** BEGIN Extract provided **

[Date Prev][Date Next] [Thread Prev][Thread Next] [Date Index] [Thread Index]

Re: "Needs of users" vs. "Free software"



On Wed, Jun 14, 2000 at 06:22:26PM +0000, Ben Armstrong wrote:
> person a: "I support the GR."
> person a: "I'm going to quit the project if the GR does go through
>           because the project no longer cares about its users!"

Hmmm....

> I personally believe that if this is what keeping non-free in our archives
> is going to do to the project, than we had better dump it, and fast. Unity
> in the project is far more important than continuing to support non-free
> as a "favor" to our users.

Why will we be any more `unified' in either case? I guess if you expect
everyone who supports non-free to quit the project, that could work. Or
maybe if you think that the non-free supporters are reasonable people
and will accept the consequences of the vote, and that the people against
non-free are unreasonable, and will continue to agitate for change even
if the vote fails, well, then you'd also have a case.

** END Extract provided **

Stated problem 1
Rewrite the paragraph of the mailing-list reply beginning "Why will we be any more" as a short bulleted list that keeps its main points.
Stated problem 2
Extend the mailing-list reply on non-free software and project unity, picking up after its final sentence.

** BEGIN Material shown **

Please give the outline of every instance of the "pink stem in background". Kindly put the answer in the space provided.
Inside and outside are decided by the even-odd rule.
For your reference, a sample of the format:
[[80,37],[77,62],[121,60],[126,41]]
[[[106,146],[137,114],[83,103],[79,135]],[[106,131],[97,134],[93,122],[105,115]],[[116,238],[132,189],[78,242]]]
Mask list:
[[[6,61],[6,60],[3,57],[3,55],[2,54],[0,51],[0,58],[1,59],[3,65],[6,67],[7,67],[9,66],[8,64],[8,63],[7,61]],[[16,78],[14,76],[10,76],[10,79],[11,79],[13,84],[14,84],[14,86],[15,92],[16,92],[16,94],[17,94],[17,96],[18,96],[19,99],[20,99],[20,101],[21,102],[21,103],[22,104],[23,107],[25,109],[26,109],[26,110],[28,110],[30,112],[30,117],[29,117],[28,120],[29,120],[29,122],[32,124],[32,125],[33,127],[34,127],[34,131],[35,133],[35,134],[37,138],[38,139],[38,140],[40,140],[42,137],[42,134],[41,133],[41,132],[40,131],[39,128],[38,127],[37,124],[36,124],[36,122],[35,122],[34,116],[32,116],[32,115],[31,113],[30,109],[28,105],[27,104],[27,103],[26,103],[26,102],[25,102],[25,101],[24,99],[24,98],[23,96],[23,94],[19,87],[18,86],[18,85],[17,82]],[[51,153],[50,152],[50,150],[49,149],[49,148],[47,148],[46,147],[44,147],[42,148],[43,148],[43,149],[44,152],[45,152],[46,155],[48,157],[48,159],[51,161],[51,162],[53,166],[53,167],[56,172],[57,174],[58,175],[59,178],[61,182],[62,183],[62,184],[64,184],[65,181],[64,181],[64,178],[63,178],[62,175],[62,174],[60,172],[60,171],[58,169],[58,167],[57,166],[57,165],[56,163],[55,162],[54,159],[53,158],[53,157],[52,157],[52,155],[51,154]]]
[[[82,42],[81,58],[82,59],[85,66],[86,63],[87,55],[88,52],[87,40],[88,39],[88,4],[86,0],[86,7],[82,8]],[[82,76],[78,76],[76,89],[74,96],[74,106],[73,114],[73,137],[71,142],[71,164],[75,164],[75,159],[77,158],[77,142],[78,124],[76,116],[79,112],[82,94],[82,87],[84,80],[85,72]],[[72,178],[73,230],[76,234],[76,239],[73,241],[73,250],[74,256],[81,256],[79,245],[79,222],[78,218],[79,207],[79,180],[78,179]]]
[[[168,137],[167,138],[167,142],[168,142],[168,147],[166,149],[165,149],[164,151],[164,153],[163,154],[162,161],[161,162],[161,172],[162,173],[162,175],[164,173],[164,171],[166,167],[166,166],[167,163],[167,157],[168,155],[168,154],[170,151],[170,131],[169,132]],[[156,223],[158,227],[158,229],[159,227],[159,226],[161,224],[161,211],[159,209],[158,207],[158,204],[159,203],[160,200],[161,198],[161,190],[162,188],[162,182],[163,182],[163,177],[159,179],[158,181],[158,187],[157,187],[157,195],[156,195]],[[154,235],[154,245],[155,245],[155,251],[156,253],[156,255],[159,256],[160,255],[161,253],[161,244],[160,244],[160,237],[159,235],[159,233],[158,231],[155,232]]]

** END Material shown **

Answer 1
- It questions whether either outcome of the vote would make the project more unified.
- Unity could result if everyone who supports non-free were expected to quit the project.
- There would also be a case for it if non-free supporters were reasonable people who accepted the vote's consequences, while those against non-free were unreasonable and kept agitating for change even if the vote failed.

Answer 2
A differenet question: how are we unified at the moment? We all agree to
uphold the social contract, and to support the DFSG.

Except that now we're (or some of us are) trying to change the social
contract.

How can that *not* be divisive? How can you possibly argue that it should
succeed precisely because of that divisiveness?

> It is not worth it.  It does nothing now but
> cause strife and division.

Well, that and provide useful software for at least thousands of users. But
politics over features, right?

> The whole issue has escalated from what should have
> been a simple correction to remove ambiguity from our goals into a
> full-scale nuclear war of words.

Except that it's not a "correction". What we've already got isn't *wrong*,
so it doesn't need to be corrected.

The result of this proposal *may* be better than what we currently have,
but that's what we're trying to debate. Declaring it a "correction", or
"the moral thing to do", as if what we're already doing is immoral or
incorrect isn't helpful.

Cheers,
aj

-- 
Anthony Towns <aj@humbug.org.au> <http://azure.humbug.org.au/~aj/>
I don't speak for anyone save myself. GPG signed mail preferred.

  ``We reject: kings, presidents, and voting.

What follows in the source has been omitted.